▶ **AIM**: In the forum thread below, how many years of framing does Gary in WA say he has?

▶ **TEXT PROVIDED**:
------------------------------------------------
Just make sure your support array covers both the vertical and shear loads. Last thing you want to do is cut the trusses and have the structure shift on you.


----------



## NailedIt (Jun 19, 2009)

I'm not an engineer per education and certification, but wood-butchering framing expert I may purport to be, indeed. If I'm not mistaken, the sheer load ought to be sufficiently covered by the floor deck, which given that floor trusses are used I would expect to be glued and screwed plywood or OSB. Of course I would verify that. I've never heard of renting temporary columns for such an undertaking, however a temporary wall is relatively inexpensive given you aren't going to finish it with drywall, etc... A temporary wall can be laterally braced for sheer very easily with a couple of diagonal braces. You can reuse the lumber anyway. So, uh... well, the manufacturer's literature (simpson, etc...) should provide sufficient information to select the appropriate connectors to comply with your engineering recommendation. I'm referring to the catalog which should be available at your supplier. Make sure you don't use regular old framing nails for your connectors. Fasteners will be specified by the manufacturer of the joist-hanger. You might contact some experienced custom framers/ remodelers in your area. I'm one, but your local guys are the hands-on pros whom deal directly with compliance. It seems like a pretty straight-forward project you have going on and your engineering is about what I'd expect for such a situation. It's a good idea if you're not completely sure to just select the hardware by product ID and draw up exactly how you intend to apply it, including fasteners, adhesives, etc... and run it by whomever will be doing your inspection. Good luck with it.


----------



## Gary in WA (Mar 11, 2009)

The engineering is wrong. As ARI001 stated, he doesn't have 2x12 p.t. joists. Even if the S.E. had a trainee draw the plans, he supposedly reviewed them, which I doubt. You cannot build to these plans, they don't pertain. All important and necessary information is missing. Take it back and get your money back or redraw it. In my 36 years of framing, I have never seen such a outright blunder. Be safe, G


----------



## bmcgin (Jun 13, 2009)
------------------------------------------------
▶ **DATA LISTING**:
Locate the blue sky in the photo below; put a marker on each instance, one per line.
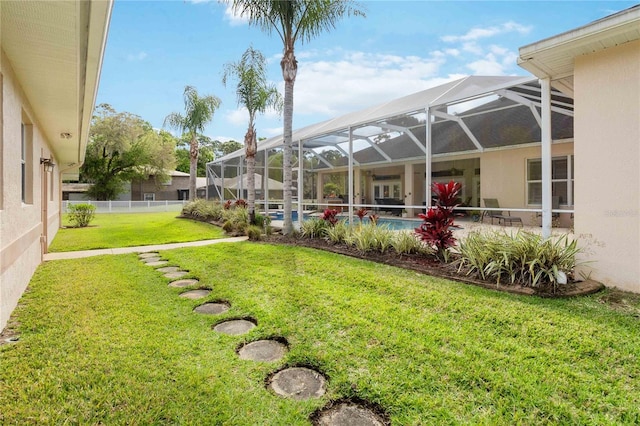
(156, 48)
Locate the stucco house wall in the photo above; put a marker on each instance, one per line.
(607, 133)
(504, 177)
(23, 224)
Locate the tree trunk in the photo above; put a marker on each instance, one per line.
(193, 167)
(250, 151)
(289, 66)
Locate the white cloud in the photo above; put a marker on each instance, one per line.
(237, 117)
(234, 18)
(475, 34)
(133, 57)
(355, 80)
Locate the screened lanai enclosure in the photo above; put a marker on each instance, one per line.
(503, 138)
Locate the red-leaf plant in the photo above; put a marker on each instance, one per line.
(330, 215)
(361, 213)
(436, 228)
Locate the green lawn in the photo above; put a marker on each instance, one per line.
(133, 229)
(104, 340)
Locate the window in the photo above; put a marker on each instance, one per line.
(562, 182)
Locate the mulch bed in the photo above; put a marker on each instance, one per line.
(433, 267)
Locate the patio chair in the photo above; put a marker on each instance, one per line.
(504, 216)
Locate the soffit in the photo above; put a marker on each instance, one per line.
(55, 49)
(554, 57)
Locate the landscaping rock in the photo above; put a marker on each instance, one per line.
(183, 283)
(195, 294)
(148, 255)
(348, 414)
(263, 350)
(176, 274)
(168, 269)
(212, 308)
(234, 327)
(298, 383)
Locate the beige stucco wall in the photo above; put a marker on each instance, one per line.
(21, 225)
(504, 177)
(607, 143)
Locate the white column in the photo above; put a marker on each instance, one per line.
(545, 86)
(427, 178)
(300, 183)
(265, 182)
(357, 183)
(408, 188)
(350, 175)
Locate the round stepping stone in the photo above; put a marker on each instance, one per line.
(347, 413)
(195, 294)
(148, 255)
(262, 350)
(176, 274)
(158, 263)
(212, 308)
(169, 269)
(234, 327)
(183, 283)
(298, 383)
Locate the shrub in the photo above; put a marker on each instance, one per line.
(361, 213)
(313, 228)
(526, 258)
(368, 238)
(262, 221)
(406, 242)
(338, 233)
(81, 214)
(435, 229)
(254, 233)
(331, 216)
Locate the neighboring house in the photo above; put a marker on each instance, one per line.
(176, 187)
(51, 56)
(78, 192)
(599, 66)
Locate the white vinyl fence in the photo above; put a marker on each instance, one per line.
(130, 206)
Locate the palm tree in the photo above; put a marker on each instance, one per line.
(256, 95)
(292, 20)
(198, 112)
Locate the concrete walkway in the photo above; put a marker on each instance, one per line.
(138, 249)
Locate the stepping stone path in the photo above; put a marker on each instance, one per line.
(348, 413)
(234, 327)
(212, 308)
(195, 294)
(183, 283)
(263, 350)
(168, 269)
(157, 263)
(147, 255)
(176, 274)
(298, 383)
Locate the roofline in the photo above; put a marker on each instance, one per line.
(611, 24)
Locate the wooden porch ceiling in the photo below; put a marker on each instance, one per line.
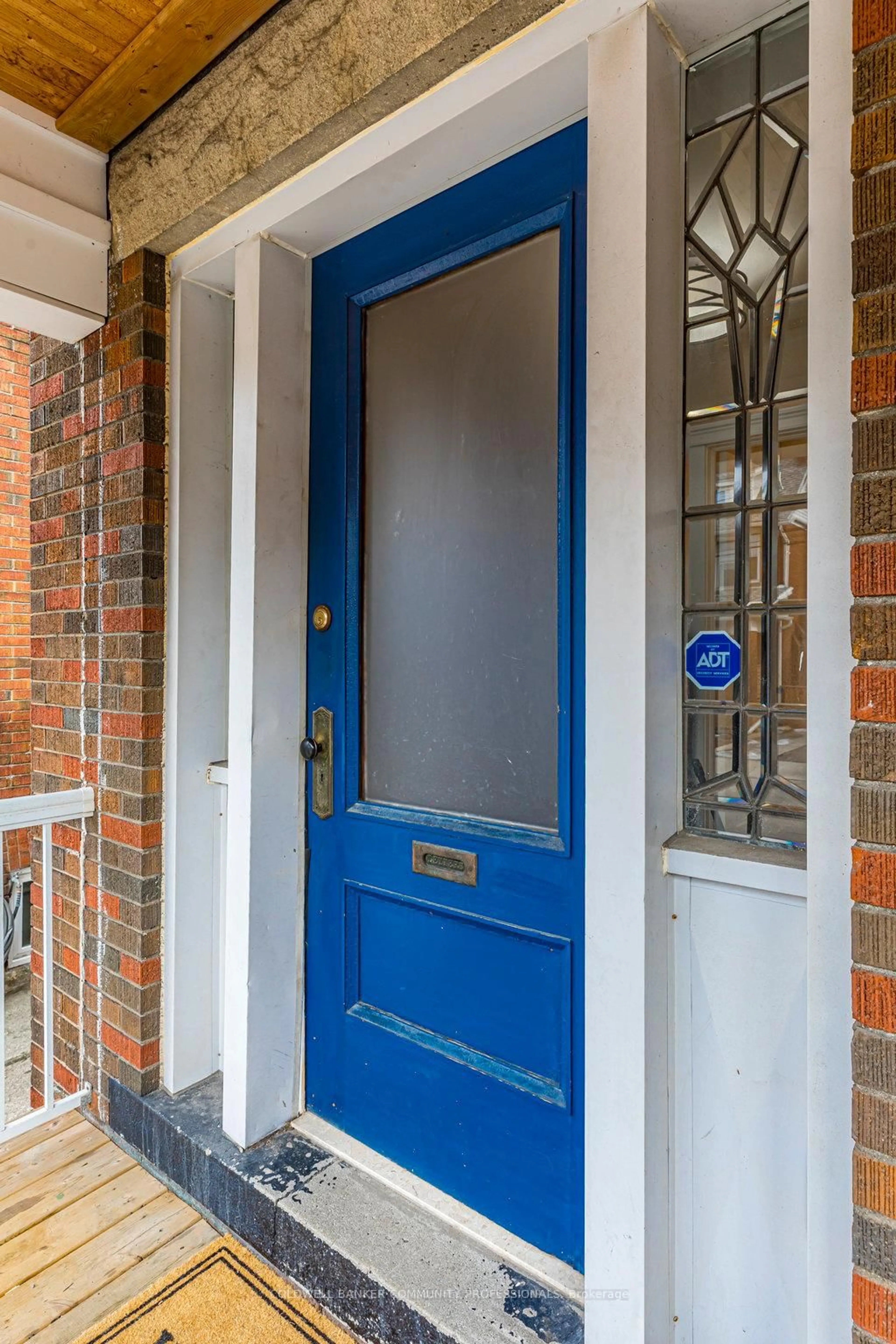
(100, 68)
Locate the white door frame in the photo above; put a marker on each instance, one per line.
(619, 62)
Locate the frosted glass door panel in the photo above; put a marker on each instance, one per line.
(460, 588)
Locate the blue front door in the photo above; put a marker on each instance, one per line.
(445, 898)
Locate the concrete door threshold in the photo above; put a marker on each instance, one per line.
(390, 1268)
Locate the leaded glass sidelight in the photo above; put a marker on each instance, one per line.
(745, 433)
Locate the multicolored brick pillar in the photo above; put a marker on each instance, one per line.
(15, 593)
(97, 530)
(874, 748)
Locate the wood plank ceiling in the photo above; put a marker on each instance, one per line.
(100, 68)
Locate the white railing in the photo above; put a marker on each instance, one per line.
(42, 810)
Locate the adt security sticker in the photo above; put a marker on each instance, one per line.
(713, 661)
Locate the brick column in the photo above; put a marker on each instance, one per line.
(874, 631)
(97, 510)
(15, 662)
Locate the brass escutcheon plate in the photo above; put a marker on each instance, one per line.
(323, 765)
(436, 861)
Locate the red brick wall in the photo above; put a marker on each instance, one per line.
(97, 533)
(874, 748)
(15, 603)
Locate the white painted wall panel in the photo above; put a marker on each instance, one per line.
(741, 1115)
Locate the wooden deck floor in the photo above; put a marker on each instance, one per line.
(83, 1230)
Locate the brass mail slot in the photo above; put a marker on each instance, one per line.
(434, 861)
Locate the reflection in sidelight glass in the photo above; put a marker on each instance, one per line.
(460, 582)
(746, 449)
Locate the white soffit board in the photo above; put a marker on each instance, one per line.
(54, 233)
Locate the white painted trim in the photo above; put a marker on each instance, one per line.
(35, 312)
(265, 933)
(632, 702)
(41, 207)
(682, 1101)
(54, 232)
(197, 640)
(35, 810)
(39, 1117)
(512, 1250)
(737, 873)
(830, 1204)
(41, 122)
(217, 773)
(473, 100)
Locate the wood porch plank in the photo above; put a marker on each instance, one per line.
(35, 1250)
(22, 1143)
(32, 1307)
(133, 1281)
(50, 1156)
(174, 48)
(44, 1198)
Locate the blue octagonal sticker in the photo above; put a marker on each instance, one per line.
(713, 661)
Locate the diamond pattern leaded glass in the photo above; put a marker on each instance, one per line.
(745, 436)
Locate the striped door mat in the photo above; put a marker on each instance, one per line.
(221, 1296)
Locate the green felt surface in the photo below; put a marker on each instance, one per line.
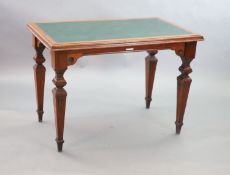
(109, 29)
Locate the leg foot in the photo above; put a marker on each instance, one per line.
(40, 115)
(59, 99)
(59, 145)
(150, 68)
(148, 101)
(178, 127)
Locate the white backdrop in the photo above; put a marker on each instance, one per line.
(108, 131)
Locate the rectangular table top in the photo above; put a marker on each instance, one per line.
(78, 33)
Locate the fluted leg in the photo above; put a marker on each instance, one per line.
(184, 82)
(39, 76)
(150, 68)
(59, 99)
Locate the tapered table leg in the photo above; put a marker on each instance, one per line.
(39, 76)
(59, 99)
(150, 68)
(184, 82)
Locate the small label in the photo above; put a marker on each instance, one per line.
(129, 48)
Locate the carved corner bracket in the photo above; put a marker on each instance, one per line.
(72, 58)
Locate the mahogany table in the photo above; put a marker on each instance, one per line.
(68, 41)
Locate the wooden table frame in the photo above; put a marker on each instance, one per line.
(66, 54)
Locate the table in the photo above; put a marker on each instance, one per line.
(69, 40)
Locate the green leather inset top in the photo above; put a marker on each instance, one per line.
(109, 29)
------------------------------------------------
▶ **EXERCISE RESPONSE**: 36 years